→ GIVEN PASSAGE:

2019.01.12.

Kutatás / Egyéb elemzések

Lefty Tory Brits

Arriving in London for a posting at Australia House during the dying days of the Blair government, I was told by our astute High Commissioner at the time that a thing to bear in mind was that Britain was much more left-wing than Australia.

The vestiges of Britain’s establishment – The Daily TelegraphThe Spectator, the dry end of the Conservative Party, the few Tory-aligned think-tanks like the Policy Exchange, the Pall Mall clubs – continued to loom large in London. But they weren’t the way of the future.

Thatcher and Blair, a Labour leader in lockstep with George W. Bush, were exceptions.

Tory and Labour policies barely differed over putting the EU project at the heart of British policy, the sanctity of the NHS, punitive death duties and climate change. Both mouthed multicultural pieties and had soft policies on asylum-seekers, including no detention while claims were assessed – meaning that by 2004 there were around 300,000 failed asylum-seekers and their dependants in the UK.

Similarly, Theresa May’s government has come across for much of the time as soft-left Liberal Democrat, in Australian terms barely to the right of our Labor Party.

Home Secretary Javid has again highlighted this in his response to the arrival of over 200 asylum-seekers on the English coast since November.  He’s talked tough, making the obvious point that those coming from France can’t be genuine asylum seekers. Yet after a long history of illegal migration across the Channel, efforts are only now underway to secure agreement with the French to accept their return.

The impression the Home Secretary leaves is that increased numbers of British vessels in the Channel will provide an improved ferry service for the people smugglers and that only some of their clients will be returned to France. When it comes to border security, the May government resembles the Rudd and Gillard governments more than it does that of Tony Abbott.

→ WHAT THIS EXERCISE ASKS:
**a)** In the opinion piece on Britain's left-leaning Tories, who told the author that Britain was much more left-wing than Australia?
**b)** Using the opinion piece on Britain's left-leaning Tories, explain why there were around 300,000 failed asylum-seekers and their dependants in the UK by 2004.
**c)** Write the next part of the opinion piece on Britain's left-leaning Tories, starting after its final sentence.

→ GIVEN ENTRIES:
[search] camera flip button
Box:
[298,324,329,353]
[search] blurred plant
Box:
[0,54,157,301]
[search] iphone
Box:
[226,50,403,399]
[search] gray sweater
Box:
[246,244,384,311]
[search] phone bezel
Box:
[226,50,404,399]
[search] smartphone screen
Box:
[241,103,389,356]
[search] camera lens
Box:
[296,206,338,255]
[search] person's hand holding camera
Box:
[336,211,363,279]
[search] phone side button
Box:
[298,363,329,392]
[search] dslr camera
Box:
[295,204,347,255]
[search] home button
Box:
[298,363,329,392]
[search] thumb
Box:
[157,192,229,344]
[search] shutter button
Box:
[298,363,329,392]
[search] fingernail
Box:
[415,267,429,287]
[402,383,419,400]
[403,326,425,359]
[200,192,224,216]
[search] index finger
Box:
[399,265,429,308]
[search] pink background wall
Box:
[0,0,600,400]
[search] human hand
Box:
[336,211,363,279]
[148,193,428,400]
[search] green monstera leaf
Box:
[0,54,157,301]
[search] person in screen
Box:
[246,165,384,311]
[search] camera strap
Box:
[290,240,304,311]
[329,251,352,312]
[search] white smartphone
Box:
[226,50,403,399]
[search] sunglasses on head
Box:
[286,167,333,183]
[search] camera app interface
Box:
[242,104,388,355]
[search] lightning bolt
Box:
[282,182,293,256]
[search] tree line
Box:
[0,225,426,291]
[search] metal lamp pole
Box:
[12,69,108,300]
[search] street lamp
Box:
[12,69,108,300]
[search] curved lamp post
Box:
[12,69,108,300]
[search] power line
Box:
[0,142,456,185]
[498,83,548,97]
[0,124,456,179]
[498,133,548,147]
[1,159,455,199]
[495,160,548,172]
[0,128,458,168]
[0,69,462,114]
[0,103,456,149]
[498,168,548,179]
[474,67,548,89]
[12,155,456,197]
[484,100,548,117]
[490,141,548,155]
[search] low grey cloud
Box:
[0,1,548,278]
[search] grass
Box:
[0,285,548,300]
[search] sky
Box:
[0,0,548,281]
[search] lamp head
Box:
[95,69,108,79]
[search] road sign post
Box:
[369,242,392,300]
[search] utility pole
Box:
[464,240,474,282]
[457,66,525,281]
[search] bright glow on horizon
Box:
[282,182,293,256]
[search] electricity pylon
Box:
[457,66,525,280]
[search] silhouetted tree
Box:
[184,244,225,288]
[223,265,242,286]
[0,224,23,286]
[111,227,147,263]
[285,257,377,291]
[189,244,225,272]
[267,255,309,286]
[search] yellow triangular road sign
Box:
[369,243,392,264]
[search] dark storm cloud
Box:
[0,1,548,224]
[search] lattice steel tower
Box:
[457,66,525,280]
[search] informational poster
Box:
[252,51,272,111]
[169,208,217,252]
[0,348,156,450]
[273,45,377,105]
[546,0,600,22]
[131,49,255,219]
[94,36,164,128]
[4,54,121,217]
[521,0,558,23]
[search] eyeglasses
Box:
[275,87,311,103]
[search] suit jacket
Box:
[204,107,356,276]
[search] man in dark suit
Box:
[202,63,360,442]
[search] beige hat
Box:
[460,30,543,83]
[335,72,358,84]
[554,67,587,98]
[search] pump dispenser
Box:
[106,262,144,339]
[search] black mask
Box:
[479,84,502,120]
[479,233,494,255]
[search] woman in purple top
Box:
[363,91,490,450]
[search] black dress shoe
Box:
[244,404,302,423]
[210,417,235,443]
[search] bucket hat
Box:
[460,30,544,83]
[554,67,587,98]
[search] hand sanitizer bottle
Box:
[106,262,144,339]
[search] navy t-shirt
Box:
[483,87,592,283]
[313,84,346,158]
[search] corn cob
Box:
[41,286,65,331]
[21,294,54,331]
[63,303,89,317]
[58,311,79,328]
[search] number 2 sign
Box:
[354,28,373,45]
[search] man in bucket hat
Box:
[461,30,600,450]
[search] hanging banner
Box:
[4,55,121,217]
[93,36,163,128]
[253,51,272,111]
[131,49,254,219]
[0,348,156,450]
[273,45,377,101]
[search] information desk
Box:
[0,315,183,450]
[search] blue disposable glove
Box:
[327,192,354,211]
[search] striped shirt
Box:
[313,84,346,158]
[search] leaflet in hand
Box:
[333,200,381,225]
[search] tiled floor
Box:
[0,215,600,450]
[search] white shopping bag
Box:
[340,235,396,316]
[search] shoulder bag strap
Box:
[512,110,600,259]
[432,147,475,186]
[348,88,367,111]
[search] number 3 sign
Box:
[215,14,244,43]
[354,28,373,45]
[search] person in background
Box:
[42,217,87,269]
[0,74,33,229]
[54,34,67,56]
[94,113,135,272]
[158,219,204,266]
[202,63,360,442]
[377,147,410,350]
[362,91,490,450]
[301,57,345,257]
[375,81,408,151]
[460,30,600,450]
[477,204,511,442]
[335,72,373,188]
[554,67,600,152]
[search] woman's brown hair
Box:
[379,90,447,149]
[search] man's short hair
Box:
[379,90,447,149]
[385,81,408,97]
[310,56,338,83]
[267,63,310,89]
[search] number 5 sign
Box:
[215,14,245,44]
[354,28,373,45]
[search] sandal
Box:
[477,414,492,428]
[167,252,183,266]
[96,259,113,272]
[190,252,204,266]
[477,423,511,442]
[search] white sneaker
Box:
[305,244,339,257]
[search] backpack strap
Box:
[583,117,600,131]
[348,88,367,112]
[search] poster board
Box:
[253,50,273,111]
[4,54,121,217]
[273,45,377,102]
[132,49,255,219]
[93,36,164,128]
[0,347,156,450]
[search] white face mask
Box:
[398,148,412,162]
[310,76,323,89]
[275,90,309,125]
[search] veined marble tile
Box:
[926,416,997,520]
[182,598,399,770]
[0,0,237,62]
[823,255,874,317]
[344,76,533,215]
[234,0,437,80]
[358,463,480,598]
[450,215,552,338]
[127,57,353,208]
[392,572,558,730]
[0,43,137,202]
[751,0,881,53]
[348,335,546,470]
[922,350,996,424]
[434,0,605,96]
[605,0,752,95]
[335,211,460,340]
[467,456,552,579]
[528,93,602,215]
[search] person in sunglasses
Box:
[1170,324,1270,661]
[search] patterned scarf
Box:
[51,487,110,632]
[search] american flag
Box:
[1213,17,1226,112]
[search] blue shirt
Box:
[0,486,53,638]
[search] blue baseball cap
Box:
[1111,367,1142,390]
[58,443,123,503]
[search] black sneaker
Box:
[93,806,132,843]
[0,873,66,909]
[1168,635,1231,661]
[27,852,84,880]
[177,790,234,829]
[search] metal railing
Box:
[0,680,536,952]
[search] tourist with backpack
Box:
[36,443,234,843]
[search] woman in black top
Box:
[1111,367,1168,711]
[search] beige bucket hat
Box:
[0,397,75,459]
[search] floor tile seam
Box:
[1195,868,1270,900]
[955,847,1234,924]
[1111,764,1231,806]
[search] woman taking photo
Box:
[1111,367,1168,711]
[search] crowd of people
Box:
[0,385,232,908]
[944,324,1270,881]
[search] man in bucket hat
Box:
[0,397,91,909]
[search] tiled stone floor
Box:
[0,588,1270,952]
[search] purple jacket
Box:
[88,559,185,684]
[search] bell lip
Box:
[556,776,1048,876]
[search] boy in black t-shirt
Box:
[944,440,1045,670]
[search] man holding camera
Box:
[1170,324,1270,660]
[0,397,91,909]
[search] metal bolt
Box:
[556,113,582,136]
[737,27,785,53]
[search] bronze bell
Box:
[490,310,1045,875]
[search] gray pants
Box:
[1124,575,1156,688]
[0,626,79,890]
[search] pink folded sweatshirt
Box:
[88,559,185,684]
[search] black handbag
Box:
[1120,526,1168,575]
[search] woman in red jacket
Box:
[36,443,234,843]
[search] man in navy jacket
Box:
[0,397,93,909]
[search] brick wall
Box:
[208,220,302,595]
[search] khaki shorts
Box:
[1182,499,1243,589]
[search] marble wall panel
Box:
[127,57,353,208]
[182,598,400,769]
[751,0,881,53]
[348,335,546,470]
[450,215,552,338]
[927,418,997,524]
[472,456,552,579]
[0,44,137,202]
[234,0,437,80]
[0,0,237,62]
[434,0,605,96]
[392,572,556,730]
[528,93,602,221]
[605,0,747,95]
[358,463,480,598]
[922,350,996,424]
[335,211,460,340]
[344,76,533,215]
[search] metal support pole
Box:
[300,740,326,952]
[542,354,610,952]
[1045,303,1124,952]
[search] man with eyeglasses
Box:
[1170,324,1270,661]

→ RESPONSES PER TASK:
**a)** The Australian High Commissioner in London at the time told the author this.

**b)** Both the Tory and Labour parties had soft policies on asylum-seekers. Neither detained asylum-seekers while their claims were assessed, and the piece gives this as the reason for the figure.

**c)**
On Brexit, the shambles since the June 2016 referendum reflects the fact that a Remainer was put in charge of negotiating the divorce proceedings. The EU has offered Britain a sensible solution, a free trade agreement based on the one it’s negotiated with Canada. It would maintain free trade in goods and extensive provisions on services while Britain would exit the Customs Union, allowing it to strike its own free trade deals. Brussels insists the deal would require a new customs border between the UK and the Irish Republic. But any extra procedures could be carried out away from it – the way Germany checks arrivals by road from Austria. Until a year or so after the referendum the UK and Irish governments were working on new border arrangements on these lines.

Theresa May’s failure to seize the EU offer is probably related to her preference for advice from the famously pro-EU Whitehall machine to that of former Brexit ministers David Davis and Dominic Raab. Astonishingly, May lobbied the EU to ‘let’ the UK remain in the Customs Union and Single Market if no other deal is agreed when the post-Brexit transition arrangement concludes at the end of 2020. Given that the EU-Canada free trade deal took eight years to be finalised, May’s deal looks like a plan for the UK’s perpetual entrapment by the Eurocrats.

May’s capitulation to radical identity politics agendas is another sign she is not leading a government which is in any real sense conservative. She has pushed to scrap the safeguards in Tony Blair’s Gender Recognition Act. This would do away with surgery or living as a member of the preferred sex for a substantial period of time. Instead, self-identification will be enough for the law to recognise a biological man as a woman, so allowing access to women’s public lavatories, changing rooms, refuges and prisons.

But surely a Conservative government would give priority to giving proper resources to the police and armed forces? Well, no. Last year, due to endless cuts, police numbers were the lowest since 1985 – clearly contributing to increased crime.  As to the armed forces, Britain in early 2018 wasn’t able to deploy a single submarine. The Army has been reduced to less than half its Cold War strength of 163,000. The RAF has been reduced to half the size it was 25 years ago.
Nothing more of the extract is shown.